- _REQUIREMENT_: Set every line down exactly, from the one that has "the shadow on wall" through the final one, and keep the pictures out.

[Image point annotation entries]
◇ ◇ ◇ ◇ ◇ ◇ ◇

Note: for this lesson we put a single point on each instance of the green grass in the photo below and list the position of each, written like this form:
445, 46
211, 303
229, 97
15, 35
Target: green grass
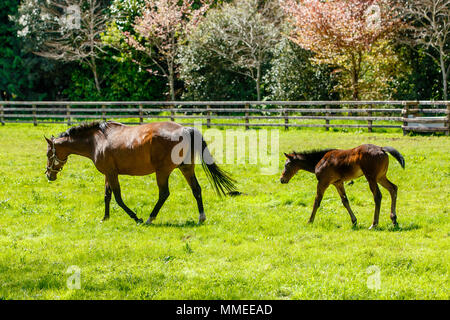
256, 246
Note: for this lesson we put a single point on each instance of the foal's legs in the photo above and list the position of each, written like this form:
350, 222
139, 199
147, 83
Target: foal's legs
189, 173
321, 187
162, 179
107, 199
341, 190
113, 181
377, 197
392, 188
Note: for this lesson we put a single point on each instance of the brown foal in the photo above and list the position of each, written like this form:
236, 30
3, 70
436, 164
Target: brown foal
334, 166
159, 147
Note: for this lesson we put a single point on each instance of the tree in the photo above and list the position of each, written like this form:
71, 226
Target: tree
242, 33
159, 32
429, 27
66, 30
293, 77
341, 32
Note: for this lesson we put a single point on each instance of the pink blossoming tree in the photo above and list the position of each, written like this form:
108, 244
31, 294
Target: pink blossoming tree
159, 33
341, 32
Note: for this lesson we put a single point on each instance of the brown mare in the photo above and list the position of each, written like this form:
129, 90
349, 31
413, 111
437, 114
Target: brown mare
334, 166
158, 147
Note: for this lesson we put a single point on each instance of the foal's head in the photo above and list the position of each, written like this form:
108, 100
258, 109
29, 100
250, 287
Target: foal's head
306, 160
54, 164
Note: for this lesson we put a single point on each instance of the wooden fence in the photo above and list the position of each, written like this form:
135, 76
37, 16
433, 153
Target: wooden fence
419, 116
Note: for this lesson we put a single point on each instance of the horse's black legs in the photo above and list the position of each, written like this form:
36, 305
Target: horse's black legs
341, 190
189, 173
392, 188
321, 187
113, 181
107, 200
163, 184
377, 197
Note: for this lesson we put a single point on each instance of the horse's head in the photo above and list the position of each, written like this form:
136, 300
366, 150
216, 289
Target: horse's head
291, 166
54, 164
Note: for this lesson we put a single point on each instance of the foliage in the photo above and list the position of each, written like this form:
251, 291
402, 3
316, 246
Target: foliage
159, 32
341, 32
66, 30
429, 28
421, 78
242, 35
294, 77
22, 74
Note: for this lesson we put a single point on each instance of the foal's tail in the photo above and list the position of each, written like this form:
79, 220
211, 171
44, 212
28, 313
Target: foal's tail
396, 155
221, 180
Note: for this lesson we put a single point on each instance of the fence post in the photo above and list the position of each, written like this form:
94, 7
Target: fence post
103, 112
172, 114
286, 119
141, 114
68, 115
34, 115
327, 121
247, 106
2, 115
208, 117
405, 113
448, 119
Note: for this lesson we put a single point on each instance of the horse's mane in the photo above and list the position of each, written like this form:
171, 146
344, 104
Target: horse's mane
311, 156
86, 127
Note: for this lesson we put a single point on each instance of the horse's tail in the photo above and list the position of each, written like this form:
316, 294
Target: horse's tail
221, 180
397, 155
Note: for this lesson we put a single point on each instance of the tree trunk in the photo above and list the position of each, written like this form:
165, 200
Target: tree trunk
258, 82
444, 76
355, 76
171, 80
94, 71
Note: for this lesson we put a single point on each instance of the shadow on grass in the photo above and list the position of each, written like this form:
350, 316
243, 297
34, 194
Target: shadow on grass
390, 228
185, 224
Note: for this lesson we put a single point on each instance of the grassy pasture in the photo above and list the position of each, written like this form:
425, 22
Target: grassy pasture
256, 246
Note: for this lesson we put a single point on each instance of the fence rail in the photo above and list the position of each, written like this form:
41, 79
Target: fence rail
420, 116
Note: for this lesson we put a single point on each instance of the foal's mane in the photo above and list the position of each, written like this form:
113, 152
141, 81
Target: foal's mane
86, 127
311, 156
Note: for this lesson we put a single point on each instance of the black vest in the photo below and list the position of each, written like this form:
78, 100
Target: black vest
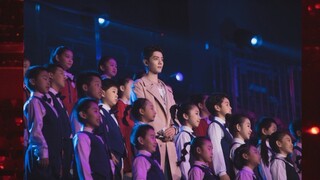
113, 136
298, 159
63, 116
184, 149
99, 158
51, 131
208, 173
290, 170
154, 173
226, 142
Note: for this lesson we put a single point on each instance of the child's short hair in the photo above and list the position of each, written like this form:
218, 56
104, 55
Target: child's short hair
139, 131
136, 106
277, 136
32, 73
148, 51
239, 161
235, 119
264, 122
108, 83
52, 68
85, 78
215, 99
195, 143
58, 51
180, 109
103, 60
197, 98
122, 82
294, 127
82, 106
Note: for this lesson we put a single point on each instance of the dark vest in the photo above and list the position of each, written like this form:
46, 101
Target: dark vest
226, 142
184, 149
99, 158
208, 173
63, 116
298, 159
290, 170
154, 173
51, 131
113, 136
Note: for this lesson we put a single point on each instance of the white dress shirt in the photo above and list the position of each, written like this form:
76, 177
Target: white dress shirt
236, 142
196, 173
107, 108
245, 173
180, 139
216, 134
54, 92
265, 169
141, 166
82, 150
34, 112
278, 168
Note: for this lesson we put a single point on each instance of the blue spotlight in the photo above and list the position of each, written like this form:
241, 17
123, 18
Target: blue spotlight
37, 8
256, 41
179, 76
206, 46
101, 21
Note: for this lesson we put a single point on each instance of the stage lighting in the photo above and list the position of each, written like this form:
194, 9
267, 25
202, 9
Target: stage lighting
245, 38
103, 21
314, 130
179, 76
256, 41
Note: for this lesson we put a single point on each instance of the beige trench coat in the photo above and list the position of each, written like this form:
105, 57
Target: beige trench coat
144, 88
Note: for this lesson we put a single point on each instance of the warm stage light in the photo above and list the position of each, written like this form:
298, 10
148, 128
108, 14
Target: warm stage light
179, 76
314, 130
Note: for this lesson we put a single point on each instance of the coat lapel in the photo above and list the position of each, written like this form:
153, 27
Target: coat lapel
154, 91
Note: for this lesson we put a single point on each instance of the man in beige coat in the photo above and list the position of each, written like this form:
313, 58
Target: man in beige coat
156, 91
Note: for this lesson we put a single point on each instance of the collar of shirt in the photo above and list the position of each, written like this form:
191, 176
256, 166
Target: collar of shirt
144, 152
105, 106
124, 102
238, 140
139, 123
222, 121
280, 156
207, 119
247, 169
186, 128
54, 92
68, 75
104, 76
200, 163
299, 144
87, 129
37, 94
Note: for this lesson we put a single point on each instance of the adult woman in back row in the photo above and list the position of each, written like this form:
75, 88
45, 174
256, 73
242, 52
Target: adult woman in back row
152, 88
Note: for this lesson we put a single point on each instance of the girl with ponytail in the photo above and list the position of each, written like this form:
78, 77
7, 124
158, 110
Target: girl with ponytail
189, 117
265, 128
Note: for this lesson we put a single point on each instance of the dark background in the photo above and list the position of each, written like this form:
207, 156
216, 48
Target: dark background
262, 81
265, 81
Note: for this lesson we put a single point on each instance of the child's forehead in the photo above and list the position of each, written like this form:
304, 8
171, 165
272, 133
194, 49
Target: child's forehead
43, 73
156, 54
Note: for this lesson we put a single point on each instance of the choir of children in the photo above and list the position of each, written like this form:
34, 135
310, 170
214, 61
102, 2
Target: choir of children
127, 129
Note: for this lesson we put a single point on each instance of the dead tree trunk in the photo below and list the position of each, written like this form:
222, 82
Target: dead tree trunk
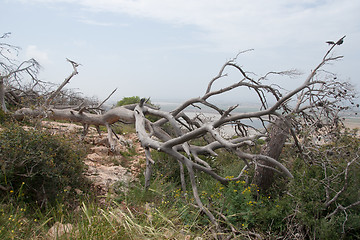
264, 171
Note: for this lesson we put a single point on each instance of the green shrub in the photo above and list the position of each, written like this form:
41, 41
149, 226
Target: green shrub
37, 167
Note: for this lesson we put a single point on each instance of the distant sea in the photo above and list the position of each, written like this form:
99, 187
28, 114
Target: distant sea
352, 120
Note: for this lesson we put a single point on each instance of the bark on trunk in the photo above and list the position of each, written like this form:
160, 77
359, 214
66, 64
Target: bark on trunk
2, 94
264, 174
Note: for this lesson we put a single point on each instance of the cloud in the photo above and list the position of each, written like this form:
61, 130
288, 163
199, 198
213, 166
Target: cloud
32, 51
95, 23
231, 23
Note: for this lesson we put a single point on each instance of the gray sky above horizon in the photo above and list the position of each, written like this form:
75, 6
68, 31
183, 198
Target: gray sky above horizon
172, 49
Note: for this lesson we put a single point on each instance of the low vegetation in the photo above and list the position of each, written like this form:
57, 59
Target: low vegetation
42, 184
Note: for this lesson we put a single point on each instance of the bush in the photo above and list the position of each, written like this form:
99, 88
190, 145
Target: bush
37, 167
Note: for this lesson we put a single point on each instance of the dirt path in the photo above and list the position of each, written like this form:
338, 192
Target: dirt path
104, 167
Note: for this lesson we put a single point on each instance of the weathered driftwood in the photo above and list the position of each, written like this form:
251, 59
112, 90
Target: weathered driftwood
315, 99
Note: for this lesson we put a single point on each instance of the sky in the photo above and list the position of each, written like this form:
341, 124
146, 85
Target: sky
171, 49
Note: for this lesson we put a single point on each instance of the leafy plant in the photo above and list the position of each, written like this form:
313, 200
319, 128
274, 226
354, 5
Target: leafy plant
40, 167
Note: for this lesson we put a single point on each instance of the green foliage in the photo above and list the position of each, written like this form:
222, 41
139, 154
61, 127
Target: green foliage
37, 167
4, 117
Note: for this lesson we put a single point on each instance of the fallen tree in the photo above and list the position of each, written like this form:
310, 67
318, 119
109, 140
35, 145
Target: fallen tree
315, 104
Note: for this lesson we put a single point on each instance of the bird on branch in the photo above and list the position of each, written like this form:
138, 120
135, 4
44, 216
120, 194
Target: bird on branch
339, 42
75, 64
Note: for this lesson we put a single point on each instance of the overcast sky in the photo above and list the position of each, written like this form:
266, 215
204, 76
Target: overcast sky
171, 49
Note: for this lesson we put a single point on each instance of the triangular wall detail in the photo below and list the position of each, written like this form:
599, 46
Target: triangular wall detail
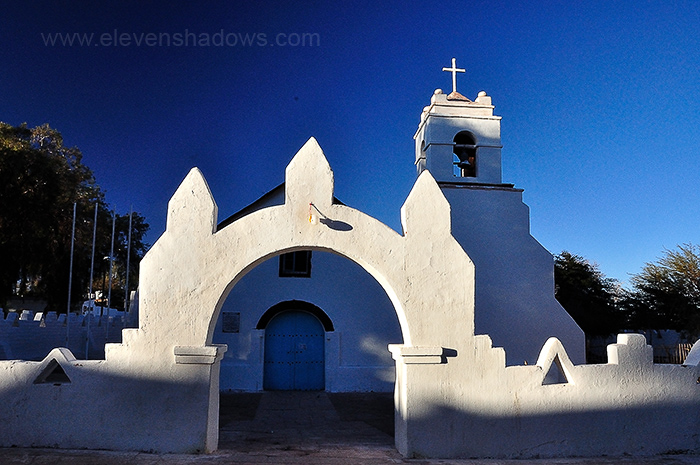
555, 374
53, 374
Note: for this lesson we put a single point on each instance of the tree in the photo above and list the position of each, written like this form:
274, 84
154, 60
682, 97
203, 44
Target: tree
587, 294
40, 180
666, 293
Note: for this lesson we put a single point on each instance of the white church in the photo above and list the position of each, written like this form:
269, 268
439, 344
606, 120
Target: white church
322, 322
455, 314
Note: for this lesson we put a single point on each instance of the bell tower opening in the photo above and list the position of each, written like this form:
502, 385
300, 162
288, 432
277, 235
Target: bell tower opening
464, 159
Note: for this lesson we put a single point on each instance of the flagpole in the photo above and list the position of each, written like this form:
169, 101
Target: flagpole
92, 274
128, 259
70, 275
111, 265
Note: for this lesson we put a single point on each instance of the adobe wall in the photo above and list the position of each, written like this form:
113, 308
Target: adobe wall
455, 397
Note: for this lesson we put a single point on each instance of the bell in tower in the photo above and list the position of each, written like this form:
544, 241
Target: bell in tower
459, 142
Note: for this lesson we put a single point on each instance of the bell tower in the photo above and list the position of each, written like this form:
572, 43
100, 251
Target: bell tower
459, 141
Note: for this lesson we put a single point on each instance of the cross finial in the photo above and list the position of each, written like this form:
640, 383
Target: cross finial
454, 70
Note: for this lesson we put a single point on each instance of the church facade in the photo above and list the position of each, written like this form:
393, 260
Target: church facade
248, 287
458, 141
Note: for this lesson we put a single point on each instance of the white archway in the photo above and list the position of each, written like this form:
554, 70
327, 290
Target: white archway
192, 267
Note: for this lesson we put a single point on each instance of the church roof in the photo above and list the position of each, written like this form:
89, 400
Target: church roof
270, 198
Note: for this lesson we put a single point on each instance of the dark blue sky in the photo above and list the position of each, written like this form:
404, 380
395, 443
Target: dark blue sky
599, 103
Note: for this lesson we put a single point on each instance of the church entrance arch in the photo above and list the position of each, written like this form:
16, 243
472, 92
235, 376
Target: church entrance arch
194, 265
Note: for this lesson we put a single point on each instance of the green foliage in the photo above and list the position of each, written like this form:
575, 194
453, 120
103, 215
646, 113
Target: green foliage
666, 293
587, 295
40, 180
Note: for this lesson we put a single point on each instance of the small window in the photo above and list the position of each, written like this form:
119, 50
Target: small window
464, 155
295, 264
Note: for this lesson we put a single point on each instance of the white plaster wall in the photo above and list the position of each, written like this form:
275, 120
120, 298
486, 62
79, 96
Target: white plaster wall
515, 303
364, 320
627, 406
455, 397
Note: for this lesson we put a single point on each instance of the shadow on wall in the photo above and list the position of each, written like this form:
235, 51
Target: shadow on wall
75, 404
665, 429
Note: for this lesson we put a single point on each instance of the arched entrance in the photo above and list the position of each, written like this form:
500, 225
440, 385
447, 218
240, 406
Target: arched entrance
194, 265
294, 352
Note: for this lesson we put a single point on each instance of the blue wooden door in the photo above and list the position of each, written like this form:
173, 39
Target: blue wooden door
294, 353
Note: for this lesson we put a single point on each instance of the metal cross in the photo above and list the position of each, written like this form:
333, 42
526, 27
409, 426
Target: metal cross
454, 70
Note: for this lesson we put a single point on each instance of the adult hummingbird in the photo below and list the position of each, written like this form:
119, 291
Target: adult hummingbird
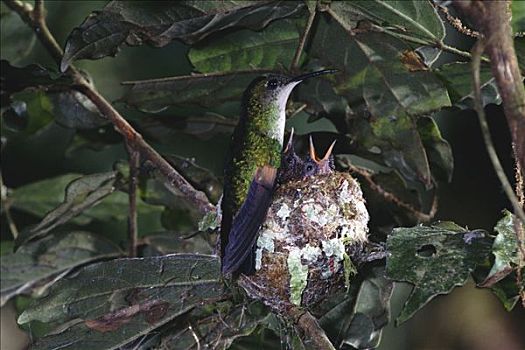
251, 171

◇ ◇ ◇ ◇ ◇ ◇ ◇

- _TASK RESPONSE_:
Note: for this lesson we put a single point on each instance of the shadow on wall in the photo above and list the position of each, written like this form:
235, 51
Target: shadow on wall
75, 404
665, 429
Note: for this lesson we put a single point on each instance of the arched entrance in the photo above and list the position of each, written like this form:
500, 225
440, 385
447, 218
240, 406
Target: arched entrance
194, 265
294, 352
Note: for this lesson we put a single point on each instance of the blue wooden door in the photo above and list the position of each, written like this form:
173, 39
Target: blue wooden door
294, 353
Note: for this lesson we put a single point on each instance of the metal cross in the photo above and list the position of each, written like this form:
333, 42
526, 27
409, 426
Target: metal cross
454, 70
Note: for this lesson we put a single point on each instance of the adult hummingbird in the photo below and list the position of each, written like this form:
119, 291
Target: adult hummingbird
251, 171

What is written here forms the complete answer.